AUSGANGSTEXT>
>>>>>

Unter dem Zahnradsegment kommt dann eine etwas unförmige Metallplatte zum Vorschein. Sie dient dazu, jeweils kurz vor Ablauf von drei Minuten die zwei externen Kontakte des Telephonometers kurzzuschließen. Dazu befinden sich an der Unterseite der blau markierten Stellen Stifte, die die mit grünen Linien markierte Lamelle gegen einen der Kontaktpunkte (grüner Kreis oben im Bild) drücken. Der zweite Kontaktpunkt ist ebenfalls mit einem grünen Kreis markiert.
Die unförmige Metallplatte hat noch eine weitere Funktion. An der Stelle mit dem roten Pfeil befindet sich eine Nase, die nach Ablauf von 12 Minuten auf einen Begrenzungsstift (roter Kreis) trifft und so das Werk anhält. Beim Rückstellen des Werkes über den Hebel wir die Metallplatte wieder um 360° zurückgedreht. Das folgende Video zeigt den Ablauf des Werkes im Zeitraffer. Man sieht dabei auch, wie die Lamelle an den oberen Kontaktpunkt gedrückt wird.

<<<<<

AUFGABEN>
(a) Nach wie vielen Minuten trifft laut dem Text zum Telephonometer die Nase der Metallplatte auf den Begrenzungsstift?
(b) Schreib den Text über das Telephonometer im Anschluss an seinen letzten Satz weiter.

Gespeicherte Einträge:
>>>>>

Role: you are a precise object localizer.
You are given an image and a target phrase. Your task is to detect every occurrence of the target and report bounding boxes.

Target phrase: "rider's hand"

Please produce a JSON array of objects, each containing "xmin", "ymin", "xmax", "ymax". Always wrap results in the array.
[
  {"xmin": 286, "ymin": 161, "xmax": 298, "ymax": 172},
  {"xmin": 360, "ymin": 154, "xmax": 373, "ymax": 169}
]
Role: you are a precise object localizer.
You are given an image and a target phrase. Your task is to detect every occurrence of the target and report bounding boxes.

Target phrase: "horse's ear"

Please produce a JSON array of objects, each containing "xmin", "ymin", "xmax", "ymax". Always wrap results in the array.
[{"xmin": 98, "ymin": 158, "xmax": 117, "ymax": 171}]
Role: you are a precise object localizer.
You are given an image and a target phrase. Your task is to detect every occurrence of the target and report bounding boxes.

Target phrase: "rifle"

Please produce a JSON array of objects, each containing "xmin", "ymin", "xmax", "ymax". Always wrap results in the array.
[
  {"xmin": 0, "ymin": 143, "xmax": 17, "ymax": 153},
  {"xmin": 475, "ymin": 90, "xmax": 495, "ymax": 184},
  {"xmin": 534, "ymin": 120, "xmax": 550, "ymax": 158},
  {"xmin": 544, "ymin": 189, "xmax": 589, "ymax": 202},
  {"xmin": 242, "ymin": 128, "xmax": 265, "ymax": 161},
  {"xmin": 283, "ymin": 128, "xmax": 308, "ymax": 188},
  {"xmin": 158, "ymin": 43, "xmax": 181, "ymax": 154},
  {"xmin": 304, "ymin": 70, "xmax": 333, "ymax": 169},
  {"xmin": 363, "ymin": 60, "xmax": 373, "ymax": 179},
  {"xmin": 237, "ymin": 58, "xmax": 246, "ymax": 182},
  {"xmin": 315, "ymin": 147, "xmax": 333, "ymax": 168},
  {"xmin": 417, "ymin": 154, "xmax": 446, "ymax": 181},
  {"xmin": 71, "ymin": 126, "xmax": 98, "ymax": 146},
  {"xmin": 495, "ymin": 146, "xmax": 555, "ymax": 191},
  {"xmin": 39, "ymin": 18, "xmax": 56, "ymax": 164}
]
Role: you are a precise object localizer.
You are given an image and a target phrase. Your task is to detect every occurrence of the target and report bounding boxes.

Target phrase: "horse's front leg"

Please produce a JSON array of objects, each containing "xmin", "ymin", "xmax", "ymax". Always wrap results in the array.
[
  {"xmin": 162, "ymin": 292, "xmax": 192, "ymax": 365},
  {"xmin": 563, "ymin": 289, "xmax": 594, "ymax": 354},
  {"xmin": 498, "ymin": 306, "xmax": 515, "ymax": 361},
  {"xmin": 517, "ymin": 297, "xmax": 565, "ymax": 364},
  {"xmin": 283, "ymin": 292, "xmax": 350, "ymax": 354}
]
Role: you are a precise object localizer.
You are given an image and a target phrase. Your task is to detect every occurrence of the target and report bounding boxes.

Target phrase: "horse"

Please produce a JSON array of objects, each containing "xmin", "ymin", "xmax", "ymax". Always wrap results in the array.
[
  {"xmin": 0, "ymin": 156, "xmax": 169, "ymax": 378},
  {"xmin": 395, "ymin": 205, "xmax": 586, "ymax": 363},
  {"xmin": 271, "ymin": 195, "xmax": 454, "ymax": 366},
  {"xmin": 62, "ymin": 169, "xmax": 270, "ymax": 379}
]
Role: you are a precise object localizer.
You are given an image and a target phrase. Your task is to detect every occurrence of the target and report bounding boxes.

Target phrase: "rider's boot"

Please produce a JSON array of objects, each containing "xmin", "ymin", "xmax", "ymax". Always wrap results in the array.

<<<<<

LÖSUNGEN>
(a) Nach Ablauf von 12 Minuten.

(b)
So sieht die Rückseite der Metallplatte aus:
Das goldfarbene Rad ist das Minutenrad, das mit dem Räderwerk verbunden ist. Das silberfarbene Rad sieht zunächst aus wie ein Federhaus, ist aber keines, sondern lediglich ein großes Rad mit sehr feiner Verzahnung. Beide Räder sind zusammengepresst und sitzen lose auf der Metallplatte. Die zwei seitlichen Sperrklinken greifen beim Ablaufen des Werkes, also bei Drehung des Minutenrades, in das silberne Rad ein und drehen so die Metallplatte mit.
Leider sind bei vielen Telephonometer-Werken die dünnen Federn dieser Sperrklinken verbogen oder abgebrochen. Sie lassen sich aber bei Bedarf durch zurechtgebogene Klinkenfedern anderer Uhrwerke ersetzen. Die Schrauben der Klinken haben übrigens ein Linksgewinde, auch wenn sie nicht bei allen Werken drei Schlitze als Kennzeichnung eines Linksgewindes aufweisen!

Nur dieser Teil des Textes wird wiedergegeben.